» **Task description**:
Output every line of the records below as a JSON list of strings, one string per line, omitting blank lines. Leave the pictures out.

» **Record list**:

Begin

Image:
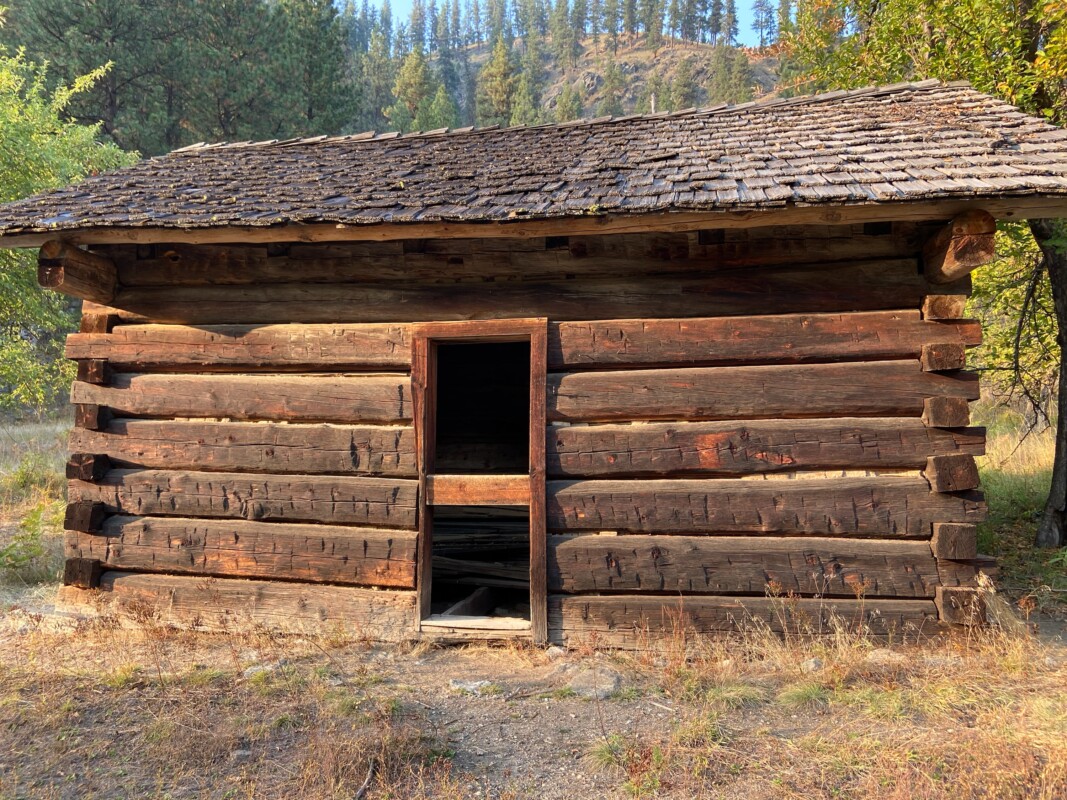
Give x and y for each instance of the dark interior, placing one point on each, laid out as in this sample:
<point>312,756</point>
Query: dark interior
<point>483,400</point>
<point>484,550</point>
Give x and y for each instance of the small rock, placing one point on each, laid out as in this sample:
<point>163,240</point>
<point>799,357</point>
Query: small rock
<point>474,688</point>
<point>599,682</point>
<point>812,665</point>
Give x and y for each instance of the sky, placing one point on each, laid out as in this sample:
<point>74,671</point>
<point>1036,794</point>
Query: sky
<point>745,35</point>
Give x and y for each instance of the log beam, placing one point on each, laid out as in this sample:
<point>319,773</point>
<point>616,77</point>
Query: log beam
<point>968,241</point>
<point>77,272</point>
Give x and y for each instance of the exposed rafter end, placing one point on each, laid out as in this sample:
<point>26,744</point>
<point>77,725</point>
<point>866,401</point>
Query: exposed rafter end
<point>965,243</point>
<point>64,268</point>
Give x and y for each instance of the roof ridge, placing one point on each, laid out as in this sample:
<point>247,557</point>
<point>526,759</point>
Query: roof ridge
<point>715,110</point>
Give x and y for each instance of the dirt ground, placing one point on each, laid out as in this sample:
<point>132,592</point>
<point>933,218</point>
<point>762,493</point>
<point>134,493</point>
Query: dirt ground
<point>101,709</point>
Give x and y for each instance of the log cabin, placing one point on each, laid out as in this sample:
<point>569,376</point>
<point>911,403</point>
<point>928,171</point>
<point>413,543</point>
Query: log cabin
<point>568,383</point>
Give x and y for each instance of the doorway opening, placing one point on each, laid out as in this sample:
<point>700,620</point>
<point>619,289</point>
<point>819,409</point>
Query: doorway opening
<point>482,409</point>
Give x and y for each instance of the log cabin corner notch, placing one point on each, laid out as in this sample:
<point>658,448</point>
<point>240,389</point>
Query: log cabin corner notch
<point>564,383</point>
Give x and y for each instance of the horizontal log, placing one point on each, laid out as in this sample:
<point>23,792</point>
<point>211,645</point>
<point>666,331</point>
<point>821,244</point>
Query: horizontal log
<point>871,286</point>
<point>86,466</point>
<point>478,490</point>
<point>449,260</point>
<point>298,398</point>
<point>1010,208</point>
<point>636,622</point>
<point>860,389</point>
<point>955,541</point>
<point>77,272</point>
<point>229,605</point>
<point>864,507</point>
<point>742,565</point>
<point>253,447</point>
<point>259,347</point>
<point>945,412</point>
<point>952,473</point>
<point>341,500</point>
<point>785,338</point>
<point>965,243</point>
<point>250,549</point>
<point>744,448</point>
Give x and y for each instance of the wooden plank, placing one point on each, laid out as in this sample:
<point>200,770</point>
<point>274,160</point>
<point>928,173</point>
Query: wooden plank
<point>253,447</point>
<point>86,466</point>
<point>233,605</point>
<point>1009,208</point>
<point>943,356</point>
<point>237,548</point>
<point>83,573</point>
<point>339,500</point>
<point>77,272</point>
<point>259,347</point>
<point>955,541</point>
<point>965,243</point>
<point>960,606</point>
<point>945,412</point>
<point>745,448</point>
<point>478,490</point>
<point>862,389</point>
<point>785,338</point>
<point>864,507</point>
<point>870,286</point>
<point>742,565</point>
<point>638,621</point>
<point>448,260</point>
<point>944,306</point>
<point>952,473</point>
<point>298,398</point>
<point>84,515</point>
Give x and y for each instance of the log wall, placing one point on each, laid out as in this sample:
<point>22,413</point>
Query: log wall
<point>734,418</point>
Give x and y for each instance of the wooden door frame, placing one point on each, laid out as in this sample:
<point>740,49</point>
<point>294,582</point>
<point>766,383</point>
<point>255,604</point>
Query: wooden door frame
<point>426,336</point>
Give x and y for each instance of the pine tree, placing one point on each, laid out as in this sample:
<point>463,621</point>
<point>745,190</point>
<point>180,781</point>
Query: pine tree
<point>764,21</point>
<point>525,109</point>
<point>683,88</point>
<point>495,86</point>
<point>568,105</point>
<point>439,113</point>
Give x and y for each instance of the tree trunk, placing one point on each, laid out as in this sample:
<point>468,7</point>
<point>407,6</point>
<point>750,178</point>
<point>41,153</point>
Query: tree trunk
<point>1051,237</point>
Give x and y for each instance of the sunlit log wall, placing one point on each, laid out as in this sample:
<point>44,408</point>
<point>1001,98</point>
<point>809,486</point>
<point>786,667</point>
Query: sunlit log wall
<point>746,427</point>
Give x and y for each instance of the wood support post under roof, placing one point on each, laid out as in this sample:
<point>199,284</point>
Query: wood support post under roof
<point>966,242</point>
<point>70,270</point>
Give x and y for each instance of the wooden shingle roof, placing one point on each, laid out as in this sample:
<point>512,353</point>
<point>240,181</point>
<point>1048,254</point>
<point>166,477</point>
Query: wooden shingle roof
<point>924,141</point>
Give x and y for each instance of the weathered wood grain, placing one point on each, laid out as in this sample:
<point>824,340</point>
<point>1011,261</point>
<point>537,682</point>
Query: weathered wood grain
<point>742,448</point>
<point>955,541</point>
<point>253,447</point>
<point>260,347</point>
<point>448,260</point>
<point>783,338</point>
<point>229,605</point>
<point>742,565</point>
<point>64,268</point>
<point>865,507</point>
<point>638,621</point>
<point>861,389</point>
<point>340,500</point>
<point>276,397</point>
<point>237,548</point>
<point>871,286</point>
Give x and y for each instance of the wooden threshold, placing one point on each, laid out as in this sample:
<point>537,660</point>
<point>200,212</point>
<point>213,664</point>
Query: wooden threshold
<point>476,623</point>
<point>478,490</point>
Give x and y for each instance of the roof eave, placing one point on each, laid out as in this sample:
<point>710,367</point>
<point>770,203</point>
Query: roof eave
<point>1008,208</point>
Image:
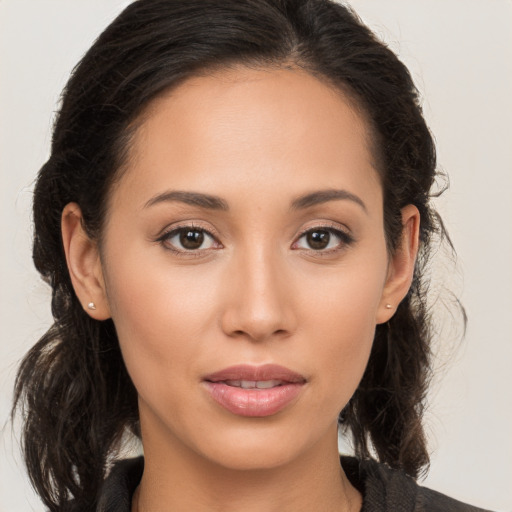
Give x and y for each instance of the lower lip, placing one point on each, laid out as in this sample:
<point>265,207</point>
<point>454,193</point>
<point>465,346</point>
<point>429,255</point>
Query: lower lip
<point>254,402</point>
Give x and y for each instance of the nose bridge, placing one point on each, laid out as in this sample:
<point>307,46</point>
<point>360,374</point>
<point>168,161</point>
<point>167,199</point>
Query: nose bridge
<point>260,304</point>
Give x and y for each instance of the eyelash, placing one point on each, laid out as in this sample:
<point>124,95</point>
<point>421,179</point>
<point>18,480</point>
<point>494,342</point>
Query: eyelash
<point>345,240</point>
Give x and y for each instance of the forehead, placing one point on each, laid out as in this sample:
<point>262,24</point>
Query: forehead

End

» **Completed task**:
[
  "Image:",
  "Give x and y for each instance of the dark interior, placing one point on each, laid out as in this sample:",
  "<point>312,756</point>",
  "Query: dark interior",
  "<point>483,400</point>",
  "<point>484,550</point>",
  "Give x and y for each instance of the small rock, placing one point on each, laid out as in this sample:",
  "<point>163,240</point>",
  "<point>799,357</point>",
  "Query: small rock",
  "<point>474,688</point>",
  "<point>599,682</point>",
  "<point>812,665</point>",
  "Give x and y for each instance of the sky, placing one point on each, laid out as in this sample:",
  "<point>74,671</point>",
  "<point>1036,794</point>",
  "Query: sky",
  "<point>745,35</point>",
  "Give x and y for each instance of the log beam, placing one point on each, laid out as in this sample:",
  "<point>319,773</point>",
  "<point>616,77</point>",
  "Query: log beam",
  "<point>968,241</point>",
  "<point>77,272</point>",
  "Give x and y for each instance of the exposed rafter end, placing one point on each, laid out as in this sample:",
  "<point>26,744</point>",
  "<point>77,725</point>",
  "<point>866,401</point>",
  "Query: exposed rafter end",
  "<point>965,243</point>",
  "<point>64,268</point>",
  "Give x and y for each instance of the roof ridge, placing one point on each, laid out as in this sample:",
  "<point>247,557</point>",
  "<point>526,759</point>",
  "Query: roof ridge",
  "<point>715,110</point>",
  "Give x and y for each instance of the dirt ground, placing one point on each, laid out as in this sample:",
  "<point>132,592</point>",
  "<point>933,218</point>",
  "<point>762,493</point>",
  "<point>134,493</point>",
  "Query: dirt ground",
  "<point>101,709</point>",
  "Give x and y for each instance of the log cabin, placing one point on each, laid out as in this sample:",
  "<point>569,376</point>",
  "<point>911,403</point>",
  "<point>928,171</point>",
  "<point>413,543</point>",
  "Query: log cabin",
  "<point>568,383</point>",
  "Give x and y for each instance of the doorway opening, placing one point on each, laid out as in this sample:",
  "<point>700,620</point>",
  "<point>619,289</point>",
  "<point>819,409</point>",
  "Query: doorway opening",
  "<point>482,409</point>",
  "Give x and y for each instance of the log cabin corner notch, placing one point on each, laid out as in this sample:",
  "<point>658,448</point>",
  "<point>240,389</point>",
  "Query: log cabin corner notch",
  "<point>564,383</point>",
  "Give x and y for each instance of the horizontal log, placing one point on each, laid out as in this sample:",
  "<point>23,792</point>",
  "<point>211,645</point>",
  "<point>666,331</point>",
  "<point>821,244</point>",
  "Query: horizontal log",
  "<point>871,286</point>",
  "<point>86,466</point>",
  "<point>478,490</point>",
  "<point>449,260</point>",
  "<point>298,398</point>",
  "<point>1010,208</point>",
  "<point>636,622</point>",
  "<point>860,389</point>",
  "<point>955,541</point>",
  "<point>77,272</point>",
  "<point>229,605</point>",
  "<point>864,507</point>",
  "<point>742,565</point>",
  "<point>253,447</point>",
  "<point>259,347</point>",
  "<point>945,412</point>",
  "<point>952,473</point>",
  "<point>341,500</point>",
  "<point>785,338</point>",
  "<point>965,243</point>",
  "<point>250,549</point>",
  "<point>744,448</point>",
  "Give x and y for each instance of the wooden plank, placing one point on each, laid out as in this sample:",
  "<point>200,770</point>",
  "<point>274,160</point>",
  "<point>928,173</point>",
  "Query: wooden plank",
  "<point>253,447</point>",
  "<point>86,466</point>",
  "<point>233,605</point>",
  "<point>1009,208</point>",
  "<point>943,356</point>",
  "<point>237,548</point>",
  "<point>83,573</point>",
  "<point>339,500</point>",
  "<point>77,272</point>",
  "<point>259,347</point>",
  "<point>955,541</point>",
  "<point>965,243</point>",
  "<point>960,606</point>",
  "<point>945,412</point>",
  "<point>745,448</point>",
  "<point>478,490</point>",
  "<point>862,389</point>",
  "<point>785,338</point>",
  "<point>864,507</point>",
  "<point>870,286</point>",
  "<point>742,565</point>",
  "<point>638,621</point>",
  "<point>448,260</point>",
  "<point>944,306</point>",
  "<point>952,473</point>",
  "<point>298,398</point>",
  "<point>84,515</point>",
  "Give x and y for each instance of the log wall, placing one point on each, laid out as in this sample:",
  "<point>22,413</point>",
  "Query: log wall",
  "<point>734,418</point>",
  "Give x and y for each instance of the wooden door frame, placing one point on each, laid out as in this sample:",
  "<point>740,49</point>",
  "<point>294,582</point>",
  "<point>766,383</point>",
  "<point>255,604</point>",
  "Query: wooden door frame",
  "<point>426,336</point>",
  "Give x and y for each instance of the pine tree, placing one point on each, laid out as in this sample:",
  "<point>463,621</point>",
  "<point>745,190</point>",
  "<point>180,781</point>",
  "Query: pine tree",
  "<point>764,21</point>",
  "<point>525,109</point>",
  "<point>683,88</point>",
  "<point>495,86</point>",
  "<point>568,105</point>",
  "<point>439,113</point>",
  "Give x and y for each instance of the tree trunk, placing one point on each, laid out as in this sample:",
  "<point>468,7</point>",
  "<point>407,6</point>",
  "<point>750,178</point>",
  "<point>41,153</point>",
  "Query: tree trunk",
  "<point>1051,237</point>",
  "Give x and y for each instance of the sunlit log wall, placing one point on each, laid out as in this sample:",
  "<point>44,408</point>",
  "<point>1001,98</point>",
  "<point>809,486</point>",
  "<point>786,667</point>",
  "Query: sunlit log wall",
  "<point>746,427</point>",
  "Give x and y for each instance of the wood support post under roof, placing one point on each, laid out as in this sample:",
  "<point>199,284</point>",
  "Query: wood support post under roof",
  "<point>966,242</point>",
  "<point>70,270</point>",
  "Give x and y for each instance of the wooden shingle roof, placing one point on each, laid out as in this sample:",
  "<point>512,353</point>",
  "<point>240,181</point>",
  "<point>1048,254</point>",
  "<point>166,477</point>",
  "Query: wooden shingle roof",
  "<point>924,141</point>",
  "Give x and y for each instance of the weathered wood grain, placing one point on each, laid out as in this sample:",
  "<point>824,340</point>",
  "<point>1011,261</point>",
  "<point>537,682</point>",
  "Query: weathered wood grain",
  "<point>742,448</point>",
  "<point>955,541</point>",
  "<point>253,447</point>",
  "<point>260,347</point>",
  "<point>448,260</point>",
  "<point>783,338</point>",
  "<point>229,605</point>",
  "<point>742,565</point>",
  "<point>64,268</point>",
  "<point>865,507</point>",
  "<point>638,621</point>",
  "<point>861,389</point>",
  "<point>340,500</point>",
  "<point>276,397</point>",
  "<point>237,548</point>",
  "<point>871,286</point>",
  "Give x and y for each instance of the wooden threshold, placing one point on each, laid out as in this sample:",
  "<point>537,660</point>",
  "<point>200,212</point>",
  "<point>213,664</point>",
  "Query: wooden threshold",
  "<point>476,623</point>",
  "<point>478,490</point>",
  "Give x and y for each instance of the roof eave, placing one point on each, laid out as in this sample:",
  "<point>710,367</point>",
  "<point>770,203</point>",
  "Query: roof eave",
  "<point>1008,208</point>",
  "Image:",
  "Give x and y for each instance of the lower lip, placing one point on each, laid out as in this sample:",
  "<point>265,207</point>",
  "<point>454,193</point>",
  "<point>465,346</point>",
  "<point>429,255</point>",
  "Query: lower lip",
  "<point>254,402</point>",
  "Give x and y for each instance of the nose bridge, placing one point on each, laid out as in this sample:",
  "<point>307,46</point>",
  "<point>360,374</point>",
  "<point>168,161</point>",
  "<point>167,199</point>",
  "Query: nose bridge",
  "<point>260,304</point>",
  "Give x and y for each instance of the eyelash, placing one point on each, laid out as in this sample:",
  "<point>124,95</point>",
  "<point>421,179</point>",
  "<point>18,480</point>",
  "<point>494,342</point>",
  "Query: eyelash",
  "<point>345,240</point>",
  "Give x and y for each instance of the forehead, placing one point on each, laid out as in this sample:",
  "<point>262,24</point>",
  "Query: forehead"
]